### SHORT TASK
Reproduce every one of the following items verbatim, copying each line without any alteration.

Records drawn from a data source
....

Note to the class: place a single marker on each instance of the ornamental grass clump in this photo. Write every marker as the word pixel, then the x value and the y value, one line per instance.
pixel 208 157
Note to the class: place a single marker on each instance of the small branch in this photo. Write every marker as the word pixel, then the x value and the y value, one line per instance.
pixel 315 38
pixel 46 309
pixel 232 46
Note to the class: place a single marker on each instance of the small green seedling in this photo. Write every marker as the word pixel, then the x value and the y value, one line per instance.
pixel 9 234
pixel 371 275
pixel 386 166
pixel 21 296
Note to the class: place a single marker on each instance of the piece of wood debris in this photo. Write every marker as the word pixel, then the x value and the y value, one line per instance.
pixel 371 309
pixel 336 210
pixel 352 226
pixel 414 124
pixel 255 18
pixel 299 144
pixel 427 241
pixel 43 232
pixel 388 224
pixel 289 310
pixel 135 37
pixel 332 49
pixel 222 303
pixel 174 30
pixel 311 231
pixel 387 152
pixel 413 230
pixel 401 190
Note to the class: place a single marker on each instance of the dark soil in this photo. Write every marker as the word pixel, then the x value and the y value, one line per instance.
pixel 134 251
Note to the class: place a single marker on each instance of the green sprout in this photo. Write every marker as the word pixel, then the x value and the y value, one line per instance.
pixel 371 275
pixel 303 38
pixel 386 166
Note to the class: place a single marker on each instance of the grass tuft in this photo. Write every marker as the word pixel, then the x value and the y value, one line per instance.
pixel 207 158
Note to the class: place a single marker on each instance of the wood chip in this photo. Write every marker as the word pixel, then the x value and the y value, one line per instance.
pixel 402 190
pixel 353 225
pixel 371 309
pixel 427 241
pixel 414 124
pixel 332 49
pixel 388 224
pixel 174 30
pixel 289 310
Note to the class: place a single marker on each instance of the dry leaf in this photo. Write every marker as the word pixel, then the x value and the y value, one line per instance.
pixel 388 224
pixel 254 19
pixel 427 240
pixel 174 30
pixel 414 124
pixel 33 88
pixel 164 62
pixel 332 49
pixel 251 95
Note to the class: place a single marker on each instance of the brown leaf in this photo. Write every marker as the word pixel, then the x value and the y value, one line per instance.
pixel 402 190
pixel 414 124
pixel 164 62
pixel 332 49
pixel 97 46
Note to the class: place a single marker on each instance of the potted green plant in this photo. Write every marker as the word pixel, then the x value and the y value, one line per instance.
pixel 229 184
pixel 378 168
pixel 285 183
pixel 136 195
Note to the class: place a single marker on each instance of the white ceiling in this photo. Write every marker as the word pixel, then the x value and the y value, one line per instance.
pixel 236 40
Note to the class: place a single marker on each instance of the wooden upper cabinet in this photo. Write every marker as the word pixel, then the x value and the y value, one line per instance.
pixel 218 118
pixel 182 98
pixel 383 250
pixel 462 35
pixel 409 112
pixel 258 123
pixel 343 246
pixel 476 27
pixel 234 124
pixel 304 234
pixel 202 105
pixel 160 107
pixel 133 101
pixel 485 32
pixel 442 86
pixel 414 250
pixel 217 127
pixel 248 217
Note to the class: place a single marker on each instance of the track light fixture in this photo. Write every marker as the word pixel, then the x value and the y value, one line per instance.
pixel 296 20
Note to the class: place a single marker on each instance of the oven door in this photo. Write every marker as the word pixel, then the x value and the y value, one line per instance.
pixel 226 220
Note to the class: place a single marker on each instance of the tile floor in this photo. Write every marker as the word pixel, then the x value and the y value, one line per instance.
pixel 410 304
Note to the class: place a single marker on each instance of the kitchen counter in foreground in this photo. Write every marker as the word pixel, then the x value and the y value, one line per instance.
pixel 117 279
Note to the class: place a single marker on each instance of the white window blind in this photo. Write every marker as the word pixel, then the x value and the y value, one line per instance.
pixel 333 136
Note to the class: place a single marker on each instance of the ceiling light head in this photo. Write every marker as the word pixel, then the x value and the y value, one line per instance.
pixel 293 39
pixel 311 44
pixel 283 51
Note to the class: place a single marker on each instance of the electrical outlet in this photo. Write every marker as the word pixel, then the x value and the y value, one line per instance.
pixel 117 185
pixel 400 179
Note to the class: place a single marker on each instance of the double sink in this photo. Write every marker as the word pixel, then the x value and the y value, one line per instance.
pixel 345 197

....

### COMPLETE ANSWER
Note to the class: place a single marker on each instance of the ornamental grass clump in this photo. Write every marker as the word pixel, then the x value and the y value, one line per instance.
pixel 208 157
Note to the class: place a single marker on each instance of the small branch in this photo. Write every marker as the word pixel, then the x value and the y value, one line per instance.
pixel 315 38
pixel 46 309
pixel 232 46
Note to the class: place a single marker on each instance of the small green seedling in this photo. Write every marker as the word pixel, then the x value and the y value, one line per instance.
pixel 9 234
pixel 371 275
pixel 386 166
pixel 21 296
Note to the class: place a single marker on each instance of the piece of wood debris in this photo. Write every marker as the word pixel, then the x value and the y value, one line per instance.
pixel 371 309
pixel 336 210
pixel 352 226
pixel 414 124
pixel 255 18
pixel 299 144
pixel 427 241
pixel 43 232
pixel 388 224
pixel 289 310
pixel 135 37
pixel 332 49
pixel 222 303
pixel 174 30
pixel 311 231
pixel 387 152
pixel 413 230
pixel 401 190
Note to the class: place a single marker on each instance of the dark soil in this photo. Write every marker as the word pixel, then the x value and the y value, one line per instance.
pixel 134 251
Note to the class: place a single marker on each instance of the green sprout in this photo. Write every marker as the word pixel, then the x value and the y value, one line per instance.
pixel 371 275
pixel 303 38
pixel 386 166
Note to the class: place a single marker on each instance of the grass tuft in this photo. Write every marker as the word pixel, then the x value and the y value, one line per instance.
pixel 207 158
Note to the class: place a single marker on each instance of the wood chip in this photo. Write every marker as the word pixel, then the x value and the y value, one line per instance.
pixel 402 190
pixel 353 225
pixel 371 309
pixel 427 241
pixel 414 124
pixel 332 49
pixel 388 224
pixel 174 30
pixel 289 310
Note to the class: place a single marker on each instance of the dry leaf in this photo. Write every marker as the word pixel, then the x value and the y value, one line per instance.
pixel 388 224
pixel 254 19
pixel 427 240
pixel 174 30
pixel 414 124
pixel 33 88
pixel 164 62
pixel 332 49
pixel 251 95
Note to the class: place a single marker on each instance of the brown leaf in this photo. Write every marker as the word pixel, then the x value and the y value, one line per instance.
pixel 402 190
pixel 414 124
pixel 164 62
pixel 332 49
pixel 97 46
Note to the class: place a single marker on each instance of the potted green plant in this photo. Write every marker as the word pixel, then the x value and the y value, one line per instance.
pixel 229 184
pixel 378 168
pixel 285 183
pixel 136 195
Note to the class: place a single marker on each instance of the white ceiling in this photo. Write every marker as the word pixel, then the x value and the y value, one line per instance.
pixel 236 40
Note to the class: place a single marker on each instance of the wooden upper cabinet in this photo. Write every marker as the word pixel, then the x value and the y value, one line per instance.
pixel 218 118
pixel 182 98
pixel 383 250
pixel 462 35
pixel 409 112
pixel 258 123
pixel 343 246
pixel 476 27
pixel 234 124
pixel 304 234
pixel 202 105
pixel 160 107
pixel 133 101
pixel 485 32
pixel 442 86
pixel 414 250
pixel 217 127
pixel 248 217
Note to the class: place a single marker on each instance of the track light fixture in this photo. Write every marker as the word pixel, then the x value and the y value, one line per instance.
pixel 296 20
Note to the class: place a single marker on each instance of the oven door in this photo. Write every marker as the word pixel, then the x value and the y value, one line per instance.
pixel 226 220
Note to the class: place a single marker on each instance of the tile floor in this photo. Write every marker as the word pixel, then the x value and the y value, one line per instance.
pixel 410 304
Note to the class: place a single marker on each instance of the kitchen counter in foreground in this photo. Write every marker as the word pixel, then the x value and the y value, one line per instance.
pixel 117 279
Note to the class: place a single marker on each instance of the white window blind in this photo. Write every marker as the word pixel, then the x value and the y value, one line per instance.
pixel 333 136
Note to the class: place a single marker on each instance of the ceiling light head in this photo. Write every marker as the word pixel, then the x value and the y value, one line per instance.
pixel 293 39
pixel 311 44
pixel 283 51
Note to the class: place a single marker on each instance of the electrical outlet in this photo. Write every marker as the word pixel, then the x value and the y value, one line per instance.
pixel 117 185
pixel 400 179
Note to the class: place a single marker on each instance of the double sink in this photo. Write every marker as the word pixel, then the x value and the y value, one line per instance.
pixel 345 197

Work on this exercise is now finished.